---- RECORD EXTRACTS
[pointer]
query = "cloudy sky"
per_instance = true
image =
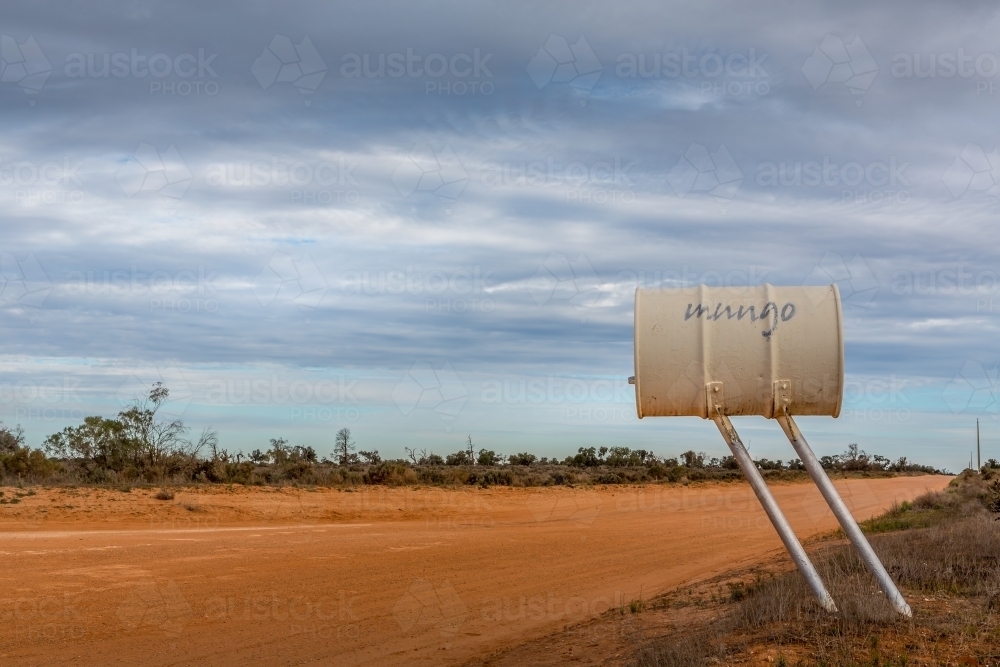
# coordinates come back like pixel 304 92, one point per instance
pixel 428 223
--------
» WHAT YOU ARE ASKED TO DO: Rewrite all of the material above with "coordinates" changed to "locations" and everything else kept the same. Omit the pictures.

» REPLY TO THE EXERCISE:
[pointer]
query = "cloudy sky"
per_instance = true
image =
# locations come back like pixel 304 92, one point per instance
pixel 428 223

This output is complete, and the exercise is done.